## Provided text
[Begin]
The World Cup is rumbling on, last season only just in the rear-view mirror, but English football doesn’t pause. Not for breath, not for trophies, not for anything.

Fixture release day has arrived.

At 10am, Manchester United and Manchester City will discover the path that will define their 2026/27 Premier League seasons. Eighty minutes of scrolling, plotting and second-guessing will follow in homes and offices across the city, but inside Old Trafford and the Etihad, the stakes are sharper. This is the skeleton of a campaign that could reshape both clubs.

Carrick’s United look to turn momentum into menace

United come into this with something they’ve not had for a while: genuine momentum.

Michael Carrick stepped in mid-season, steadied a listing ship left by Ruben Amorim and did more than simply rescue respectability. He drove United back into the Champions League with room to spare, and in doing so, changed the mood around Old Trafford.

The message from the boardroom has started to match the mood in the stands. Omar Berrada has already spoken publicly about winning the Premier League “perhaps as soon as next season”. Ambitious? Absolutely. But it sets the tone.

United finished nine points behind City and 14 adrift of champions Arsenal last term. That gap is the benchmark now. Whatever order the fixtures drop in at 10am, closing that distance is the clear aim. Third place might have felt like progress in May; it won’t be enough in May 2027.
[End]
## Data to use
[Begin]
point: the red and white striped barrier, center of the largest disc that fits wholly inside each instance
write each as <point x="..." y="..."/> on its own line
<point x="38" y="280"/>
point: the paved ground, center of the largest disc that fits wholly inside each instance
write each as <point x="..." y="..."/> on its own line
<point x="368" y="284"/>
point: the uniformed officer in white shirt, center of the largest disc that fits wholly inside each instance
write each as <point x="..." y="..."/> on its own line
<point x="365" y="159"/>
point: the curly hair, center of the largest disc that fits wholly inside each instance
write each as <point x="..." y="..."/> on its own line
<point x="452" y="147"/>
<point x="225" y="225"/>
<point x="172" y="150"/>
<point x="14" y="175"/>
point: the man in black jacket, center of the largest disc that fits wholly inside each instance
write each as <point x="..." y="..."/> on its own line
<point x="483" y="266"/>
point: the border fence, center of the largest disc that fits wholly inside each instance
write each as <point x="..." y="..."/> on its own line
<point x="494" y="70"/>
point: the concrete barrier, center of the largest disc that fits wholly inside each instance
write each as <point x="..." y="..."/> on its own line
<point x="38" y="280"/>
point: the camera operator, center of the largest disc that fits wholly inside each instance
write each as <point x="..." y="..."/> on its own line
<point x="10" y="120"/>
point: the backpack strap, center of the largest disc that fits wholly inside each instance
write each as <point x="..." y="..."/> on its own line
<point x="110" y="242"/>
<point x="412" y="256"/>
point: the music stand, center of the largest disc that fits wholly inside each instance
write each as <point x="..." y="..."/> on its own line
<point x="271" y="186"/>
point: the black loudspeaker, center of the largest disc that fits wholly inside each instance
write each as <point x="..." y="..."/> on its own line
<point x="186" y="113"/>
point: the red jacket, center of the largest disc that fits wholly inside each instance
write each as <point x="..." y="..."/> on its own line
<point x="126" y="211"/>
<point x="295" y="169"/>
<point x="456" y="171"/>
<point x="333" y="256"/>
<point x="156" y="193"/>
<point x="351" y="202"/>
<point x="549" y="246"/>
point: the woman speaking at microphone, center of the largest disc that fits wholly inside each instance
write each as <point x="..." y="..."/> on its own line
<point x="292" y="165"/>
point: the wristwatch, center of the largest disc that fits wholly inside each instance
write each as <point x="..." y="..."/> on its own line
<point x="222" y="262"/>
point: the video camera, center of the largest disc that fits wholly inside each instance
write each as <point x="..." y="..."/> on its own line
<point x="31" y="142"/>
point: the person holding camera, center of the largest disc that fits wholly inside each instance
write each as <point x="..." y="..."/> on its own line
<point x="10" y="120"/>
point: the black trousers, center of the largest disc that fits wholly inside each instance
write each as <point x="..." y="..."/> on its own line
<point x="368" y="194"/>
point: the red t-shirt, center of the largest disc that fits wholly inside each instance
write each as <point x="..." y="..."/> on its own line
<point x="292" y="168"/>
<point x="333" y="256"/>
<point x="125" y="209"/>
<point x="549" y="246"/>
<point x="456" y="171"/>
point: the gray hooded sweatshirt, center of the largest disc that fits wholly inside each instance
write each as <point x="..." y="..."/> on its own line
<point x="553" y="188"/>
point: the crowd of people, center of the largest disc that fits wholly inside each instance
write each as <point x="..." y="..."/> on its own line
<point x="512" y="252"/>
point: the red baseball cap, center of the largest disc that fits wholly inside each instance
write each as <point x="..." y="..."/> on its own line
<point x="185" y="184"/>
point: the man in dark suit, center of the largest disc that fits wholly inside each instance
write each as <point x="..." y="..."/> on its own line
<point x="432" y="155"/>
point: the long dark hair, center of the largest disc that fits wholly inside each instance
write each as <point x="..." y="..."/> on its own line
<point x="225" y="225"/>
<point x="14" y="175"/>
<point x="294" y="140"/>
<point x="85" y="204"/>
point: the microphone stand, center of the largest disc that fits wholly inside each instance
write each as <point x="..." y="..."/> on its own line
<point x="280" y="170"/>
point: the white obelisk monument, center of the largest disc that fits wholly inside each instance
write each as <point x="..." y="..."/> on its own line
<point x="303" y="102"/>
[End]
[Begin]
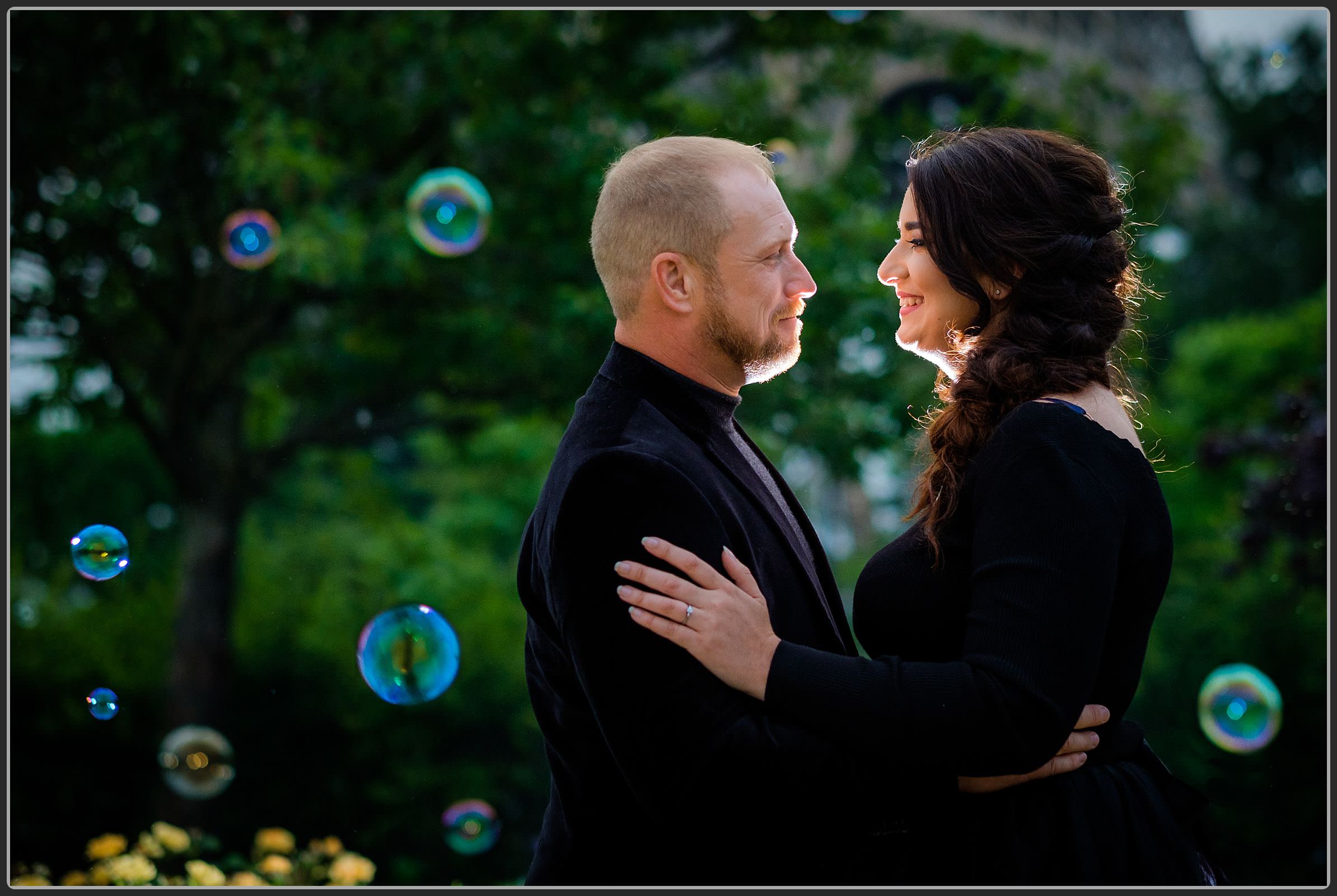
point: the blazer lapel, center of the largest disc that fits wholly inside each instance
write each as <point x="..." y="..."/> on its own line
[End]
[Begin]
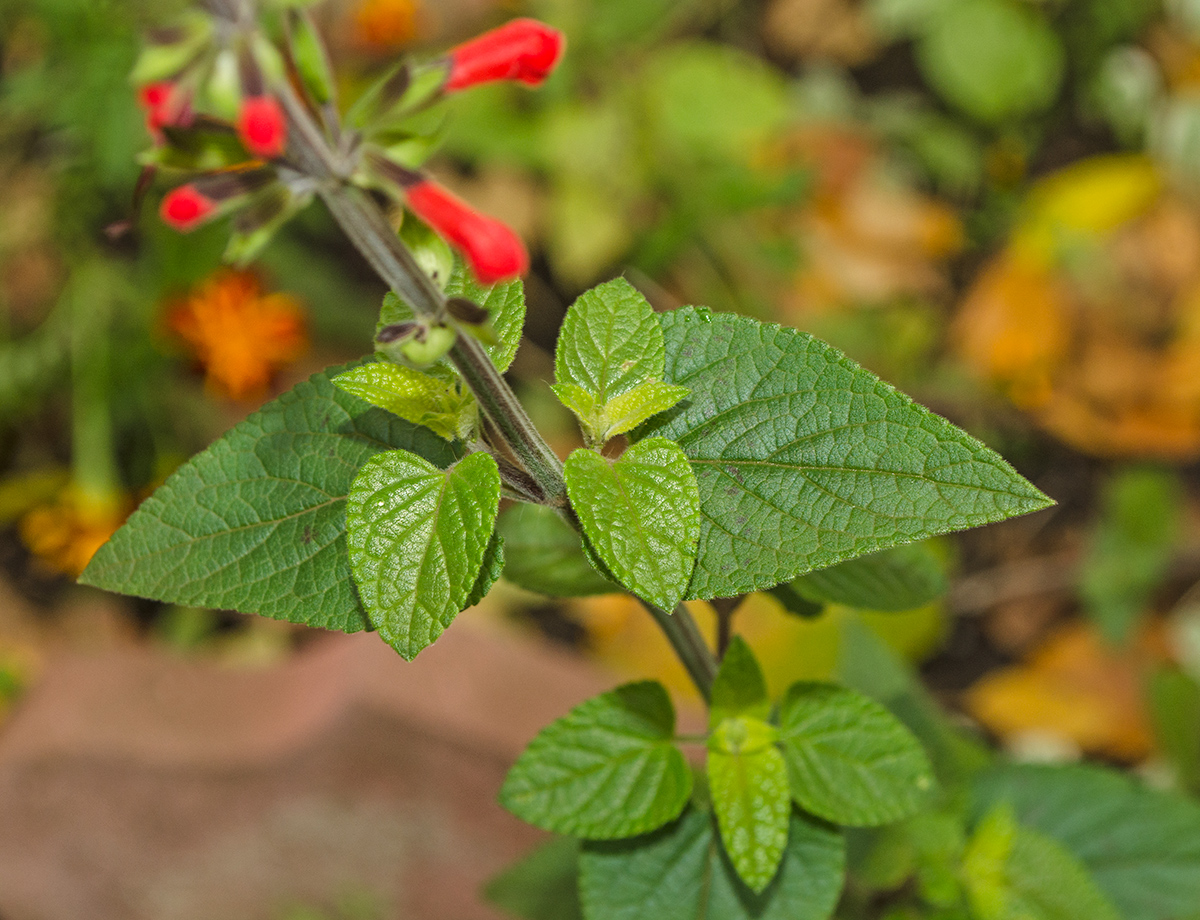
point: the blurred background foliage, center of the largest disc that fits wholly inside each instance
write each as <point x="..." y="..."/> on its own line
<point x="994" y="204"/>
[End]
## Jobs
1) Quote word for word the passage of the Premier League fixture release text starting at "The World Cup" and ending at "day has arrived.".
2) Find every line in the entries that contains the string "microphone", matching case exactly, and copy each of those lines.

## Task responses
1)
The World Cup is rumbling on, last season only just in the rear-view mirror, but English football doesn’t pause. Not for breath, not for trophies, not for anything.

Fixture release day has arrived.

2)
point: the woman speaking at microphone, center of the largest disc that fits wholly inside each instance
point: the microphone stand, center of the largest disc that fits wholly inside each instance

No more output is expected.